Aim of the exercise: Extend the essay comparing rural teaching in China with rural teaching in Washington, picking up after its final sentence.

Passage provided:
Another parallel? Rural Chinese teachers have little or no social life. Likewise, although many young teachers take rural teaching jobs in our region, it takes very little time before they realize that these remote, depressed areas are not exactly conducive to meeting other young singles. They have to travel for socialization, and, let’s face it, first-year teachers don’t have the time or money for the traveling.

Yamdrok Lake, Tibet, China

Other Chinese programs have cropped up to create incentives for teachers and young college graduates, even if they have no long-term wish to teach at all. These young people are encouraged to “volunteer” to perform a service for less privileged populations. They often start out enthusiastic and effective, but rarely last as teachers. They are a temporary fix that leaves needy rural students feeling abandoned after a short time.

This is a problem in our school, too. We have several positions filled by people who would not normally qualify for the jobs. For instance, our secondary special education teacher is a long-term substitute without prior experience in special ed. This is her second year. That would be especially terrible, but we are lucky, and she is doing a super job. But how fair is it that someone is doing a job they were not trained to do, without receiving benefits? She doesn’t plan to stay in the job.

Riffe Lake, Mossyrock WA

Another program that China is developing is a pipeline for rural educators, starting with high school students. They are incentivizing young people, getting them to promise to work in rural areas in exchange for their college education. This is where the parallel ends. I wish we had incentives for young people in rural communities to go into teaching. Our rural county is lacking in high school programs for future educators (such as Recruiting Washington Teachers), and that is especially frustrating.

Look, it takes a certain kind of educator to work in a poor, rural area. We are remote. We lack conveniences. Plus, we have kids that need us desperately due to poverty, homelessness, and domestic issues. We have diverse populations with needs that are sometimes hard to meet with limited resources and staff. It is hard to come from somewhere else and fall in love with this community, despite its beauty and the charm of the people who live here. Candidates for teaching jobs need to be up to the challenge.

Records provided:

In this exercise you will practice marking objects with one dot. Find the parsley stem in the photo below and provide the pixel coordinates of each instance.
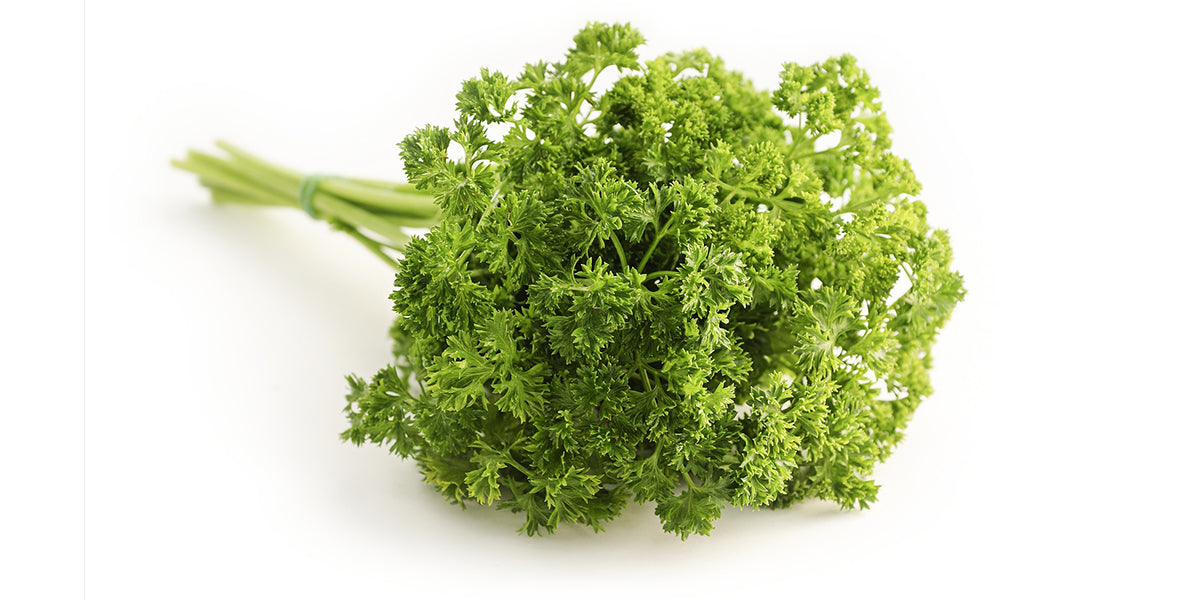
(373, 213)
--
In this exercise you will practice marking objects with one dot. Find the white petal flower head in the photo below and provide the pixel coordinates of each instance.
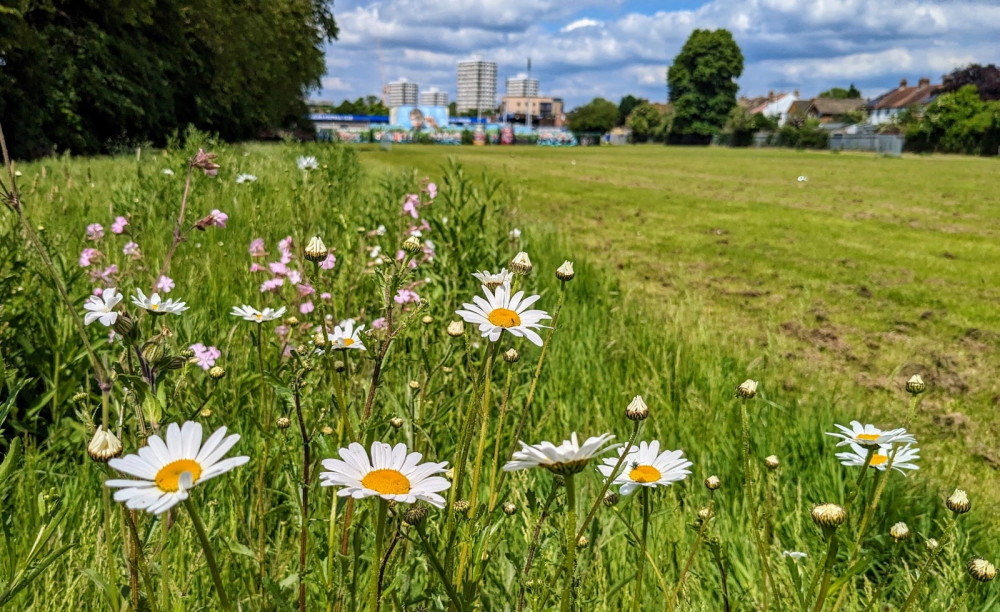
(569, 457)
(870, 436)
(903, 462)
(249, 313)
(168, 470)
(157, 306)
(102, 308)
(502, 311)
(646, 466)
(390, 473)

Task result:
My idea of a solid solution is our own local pipeline. I can imagine some of my current students as future teachers in rural Washington. They would know what they were getting into. They would understand the rhythm of the place. They would know the people. They would speak the languages. They wouldn’t mind the drive “out town,” which is our particular colloquialism for the big cities of Chehalis and Centralia. These kids would be perfect for the jobs. And we need them- desperately.

Lewis County Blueberry Fields

But this is not China, and no one is offering them money to become teachers and come back home to teach. In fact, we struggle to get programs for these promising students to earn college credit in high school. Unlike most urban schools who can attract teachers with advanced degrees to teach college courses in a high school setting, our teachers are often teaching several subjects, some of them far removed from their original major. Like rural China, our best students leave us for the better offerings of larger towns, such as Running Start or schools that offer more AP courses, clubs, or arts programs.

So, despite having students who would be excellent future teachers, we are losing the opportunity to give them an early start on that journey, to win them over to the joys of rural education.

Because it is joyous.

It would take so little to solve so much. Before it is worse, before we seem even more like rural China, we need to get our policy leaders to incentivize the education of future rural teachers.